══ Supplied text

Leetcode 144 Binary Tree Preorder Traversal

Given the root of a binary tree, return the preorder traversal of its nodes’ values.

Example 1:

Input: root = [1,null,2,3]
Output: [1,2,3]

Example 2:

Input: root = []
Output: []

Example 3:

Input: root = [1]
Output: [1]

Example 4:

Input: root = [1,2]
Output: [1,2]

Example 5:

Input: root = [1,null,2]
Output: [1,2]

Constraints:

• The number of nodes in the tree is in the range [0, 100].
• -100 <= Node.val <= 100

Follow up:

Recursive solution is trivial, could you do it iteratively?

非递归

参考于 https://www.cnblogs.com/dolphin0520/archive/2011/08/25/2153720.html

/**
 * Definition for a binary tree node.

════
══ Data extract

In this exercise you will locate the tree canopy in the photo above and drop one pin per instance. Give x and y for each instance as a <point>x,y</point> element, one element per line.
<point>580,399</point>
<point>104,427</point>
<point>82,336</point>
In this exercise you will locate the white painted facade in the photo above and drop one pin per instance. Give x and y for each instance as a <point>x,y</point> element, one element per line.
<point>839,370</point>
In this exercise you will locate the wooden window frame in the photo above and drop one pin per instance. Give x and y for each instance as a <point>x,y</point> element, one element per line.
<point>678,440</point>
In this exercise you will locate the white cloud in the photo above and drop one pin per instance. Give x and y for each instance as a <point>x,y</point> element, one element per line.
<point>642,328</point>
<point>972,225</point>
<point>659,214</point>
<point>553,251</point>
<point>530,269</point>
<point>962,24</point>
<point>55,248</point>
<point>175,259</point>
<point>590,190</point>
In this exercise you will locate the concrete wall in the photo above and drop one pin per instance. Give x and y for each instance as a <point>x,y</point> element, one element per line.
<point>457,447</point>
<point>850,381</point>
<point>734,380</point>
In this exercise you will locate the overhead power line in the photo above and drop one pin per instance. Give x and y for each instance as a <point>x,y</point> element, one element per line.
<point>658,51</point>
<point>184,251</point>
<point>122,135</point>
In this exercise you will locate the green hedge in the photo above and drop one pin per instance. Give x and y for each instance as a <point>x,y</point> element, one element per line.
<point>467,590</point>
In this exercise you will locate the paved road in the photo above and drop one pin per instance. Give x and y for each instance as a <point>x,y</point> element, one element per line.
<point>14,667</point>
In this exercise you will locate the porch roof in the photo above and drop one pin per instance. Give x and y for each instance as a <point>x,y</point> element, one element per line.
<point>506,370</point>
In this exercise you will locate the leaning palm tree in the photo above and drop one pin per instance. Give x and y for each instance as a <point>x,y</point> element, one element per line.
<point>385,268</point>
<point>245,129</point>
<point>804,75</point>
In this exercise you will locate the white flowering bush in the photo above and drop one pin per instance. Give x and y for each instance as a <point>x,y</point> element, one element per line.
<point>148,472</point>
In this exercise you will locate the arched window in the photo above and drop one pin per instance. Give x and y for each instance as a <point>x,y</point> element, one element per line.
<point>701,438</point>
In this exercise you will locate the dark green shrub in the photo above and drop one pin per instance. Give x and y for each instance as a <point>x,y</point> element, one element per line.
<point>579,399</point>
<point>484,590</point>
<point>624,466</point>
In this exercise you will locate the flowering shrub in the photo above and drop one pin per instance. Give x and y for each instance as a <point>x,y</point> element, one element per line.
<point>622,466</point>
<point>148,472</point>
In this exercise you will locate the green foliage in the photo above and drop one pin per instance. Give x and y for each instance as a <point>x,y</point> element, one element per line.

════

# [Problem set]
1. Using the preorder traversal text above, decide whether each statement agrees with it, answering yes or no and quoting the words of that text that settle it: (a) the tree may contain zero nodes; (b) a node's value can be as large as 1000; (c) for the input root = [1,2], the output is [2,1].
2. Carry on the preorder traversal text from the point where it stops.

# [Responses to the exercise]
1.
(a) Yes: "The number of nodes in the tree is in the range [0, 100]."
(b) No: "-100 <= Node.val <= 100"
(c) No: "Input: root = [1,2]" is followed by "Output: [1,2]"

2.
 * public class TreeNode {
 *     int val;
 *     TreeNode left;
 *     TreeNode right;
 *     TreeNode() {}
 *     TreeNode(int val) { this.val = val; }
 *     TreeNode(int val, TreeNode left, TreeNode right) {
 *         this.val = val;
 *         this.left = left;
 *         this.right = right;
 *     }
 * }
 */
class Solution {
    public List<Integer> preorderTraversal(TreeNode root) {
        List<Integer> preorder = new ArrayList<>();
        Stack<TreeNode> stk = new Stack<>();
        TreeNode p = root;
        while(p != null || !stk.isEmpty())
        {
            while(p != null)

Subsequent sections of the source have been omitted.